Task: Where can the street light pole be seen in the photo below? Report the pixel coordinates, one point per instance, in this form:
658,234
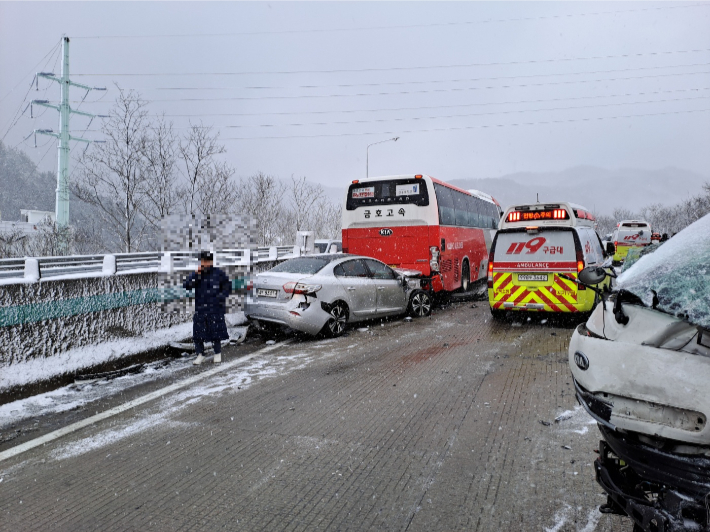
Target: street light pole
367,158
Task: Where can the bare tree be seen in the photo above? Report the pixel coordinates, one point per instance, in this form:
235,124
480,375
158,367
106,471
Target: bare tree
262,199
303,198
160,193
113,174
208,187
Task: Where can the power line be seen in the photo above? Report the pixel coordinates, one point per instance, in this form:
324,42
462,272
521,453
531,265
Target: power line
427,91
419,82
395,27
465,115
391,69
391,109
400,132
34,69
16,118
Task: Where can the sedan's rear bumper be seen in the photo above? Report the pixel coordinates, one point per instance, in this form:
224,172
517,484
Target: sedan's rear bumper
300,313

⁂

- [Exercise brief]: Reproduce every row above word for word, omitting the pictures.

- [Solved problem]:
Task: Where can the street light pole be seen in the photo below? Report the pixel coordinates, one point per instance, in this form:
658,234
Target: street light pole
367,158
Task: Where can the bare tree be seen in the photo above? Report the pixel coordinates, one point per instance, in this form:
235,124
480,375
158,367
106,471
Target: bare tree
262,199
303,198
160,193
113,174
208,187
Task: Where can the power line be seen in the photo above? Report the pixel coordinates, one point per instance, in this form:
324,42
462,272
521,453
531,265
Target: power line
427,91
419,82
395,27
465,115
391,69
391,109
400,132
34,69
16,118
Task: Where can the sedan's rear bumper be seen in the photo above? Report the pixel coordinates, one point per instance, in this form:
224,172
517,484
Target: sedan's rear bumper
300,313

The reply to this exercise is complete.